(EXERCISE TEXT begins)

Swing dancing is a social dance that originated with the styles of popular jazz music from the 1920s to the 1950s. The up-tempo beats lend themselves to dance moves in which partners lift, spin and even flip each other while dancing—and Erika Ring, an instructor at and member of the Moab Swing Dance Community, has found that most Christmas songs fit swing dance tempos perfectly.
“Pretty much everything you hear as part of the Christmas genre started during that swing era,” Ring said. At the Swing Dance Community’s last social of the year—the Christmas Dance and Social—they’ll exclusively play Christmas music. The playlist will feature classic versions of well-known Christmas songs, like Ella Fitzgerald’s recording of “White Christmas,” Frank Sinatra’s rendition of “Have Yourself a Merry Little Christmas,” and Tony Bennett’s “Silver Bells.”
The Moab Swing Dance Community is an organization that gets together once a week to offer swing dance lessons and open dance socials. Their Christmas Dance and Social will take place on Saturday, Dec. 18 at 6 p.m. at the Moab Arts and Recreation Center.

(EXERCISE TEXT ends)
(SUPPLIED INFORMATION begins)

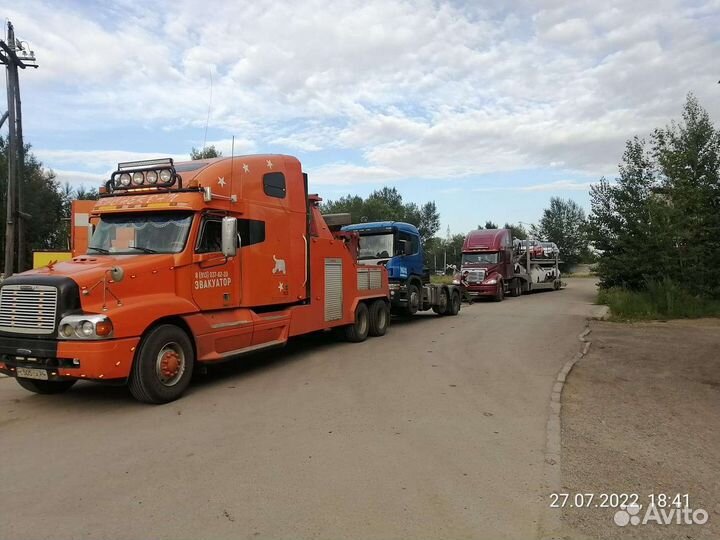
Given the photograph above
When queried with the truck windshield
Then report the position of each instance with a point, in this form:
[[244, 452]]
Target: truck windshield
[[376, 246], [479, 258], [160, 232]]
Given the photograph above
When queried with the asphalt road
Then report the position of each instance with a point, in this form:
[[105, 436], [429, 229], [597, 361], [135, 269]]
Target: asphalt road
[[436, 430]]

(SUPPLIED INFORMATION ends)

*WHAT YOU NEED TO DO*.
1. Which songs does the swing dance article name for the Christmas Dance and Social playlist, and whose version of each is given?
2. According to the swing dance article, where will the Christmas Dance and Social take place?

*ANSWERS BY ITEM NUMBER*.
1.
- "White Christmas," recorded by Ella Fitzgerald
- "Have Yourself a Merry Little Christmas," Frank Sinatra's rendition
- "Silver Bells," by Tony Bennett

2. At the Moab Arts and Recreation Center.